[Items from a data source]
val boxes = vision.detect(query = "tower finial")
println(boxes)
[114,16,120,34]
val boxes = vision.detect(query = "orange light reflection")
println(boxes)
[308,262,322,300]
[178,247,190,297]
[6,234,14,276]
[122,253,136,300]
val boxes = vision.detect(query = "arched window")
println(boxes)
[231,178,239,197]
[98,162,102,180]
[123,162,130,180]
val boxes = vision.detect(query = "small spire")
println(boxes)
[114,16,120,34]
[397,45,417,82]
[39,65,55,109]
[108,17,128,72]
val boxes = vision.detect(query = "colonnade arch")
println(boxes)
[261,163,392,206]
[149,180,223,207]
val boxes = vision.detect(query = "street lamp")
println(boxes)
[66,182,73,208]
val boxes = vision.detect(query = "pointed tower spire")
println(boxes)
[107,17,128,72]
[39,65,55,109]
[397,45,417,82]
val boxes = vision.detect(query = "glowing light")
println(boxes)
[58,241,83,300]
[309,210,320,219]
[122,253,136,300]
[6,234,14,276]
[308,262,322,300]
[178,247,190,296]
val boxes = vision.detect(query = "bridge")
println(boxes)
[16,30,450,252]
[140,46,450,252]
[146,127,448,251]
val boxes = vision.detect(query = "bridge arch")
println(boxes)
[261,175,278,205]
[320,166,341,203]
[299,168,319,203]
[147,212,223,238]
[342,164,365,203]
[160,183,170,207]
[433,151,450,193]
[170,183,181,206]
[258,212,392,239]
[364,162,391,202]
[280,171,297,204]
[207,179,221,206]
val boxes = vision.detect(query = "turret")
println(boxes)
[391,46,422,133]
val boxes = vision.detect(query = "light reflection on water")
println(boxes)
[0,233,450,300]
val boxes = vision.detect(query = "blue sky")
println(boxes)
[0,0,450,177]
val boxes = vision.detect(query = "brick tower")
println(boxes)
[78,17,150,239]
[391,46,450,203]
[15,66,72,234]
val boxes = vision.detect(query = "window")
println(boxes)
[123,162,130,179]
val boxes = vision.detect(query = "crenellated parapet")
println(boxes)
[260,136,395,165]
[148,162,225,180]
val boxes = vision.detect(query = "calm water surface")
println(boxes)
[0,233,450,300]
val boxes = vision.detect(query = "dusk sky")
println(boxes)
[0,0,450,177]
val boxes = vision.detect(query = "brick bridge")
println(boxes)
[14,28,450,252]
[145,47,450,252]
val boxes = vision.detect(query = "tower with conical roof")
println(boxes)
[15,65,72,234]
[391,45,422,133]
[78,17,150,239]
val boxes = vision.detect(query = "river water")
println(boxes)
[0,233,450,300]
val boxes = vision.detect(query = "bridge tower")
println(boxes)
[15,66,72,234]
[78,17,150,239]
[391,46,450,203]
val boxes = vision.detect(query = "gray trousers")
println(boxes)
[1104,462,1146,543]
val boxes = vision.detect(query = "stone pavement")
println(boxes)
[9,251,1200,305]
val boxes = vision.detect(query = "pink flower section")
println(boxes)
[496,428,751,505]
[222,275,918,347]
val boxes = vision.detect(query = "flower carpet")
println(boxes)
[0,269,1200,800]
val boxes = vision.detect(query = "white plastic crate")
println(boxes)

> _REQUIRED WORK_
Rewrite the material from its start through the line that contains "[123,162,130,180]", both ends included, putting "round window" in place of "arched window" and leaving everything else unchanged.

> _REPLY TO THE EXERCISE_
val boxes = vision.detect(query = "tower finial")
println(boxes)
[114,16,120,34]
val boxes = vision.detect(query = "orange light reflection")
println(boxes)
[308,262,322,300]
[178,247,190,297]
[6,234,14,276]
[122,253,136,300]
val boxes = vision.detect(query = "round window")
println(boxes)
[231,178,239,197]
[98,162,102,180]
[123,162,130,180]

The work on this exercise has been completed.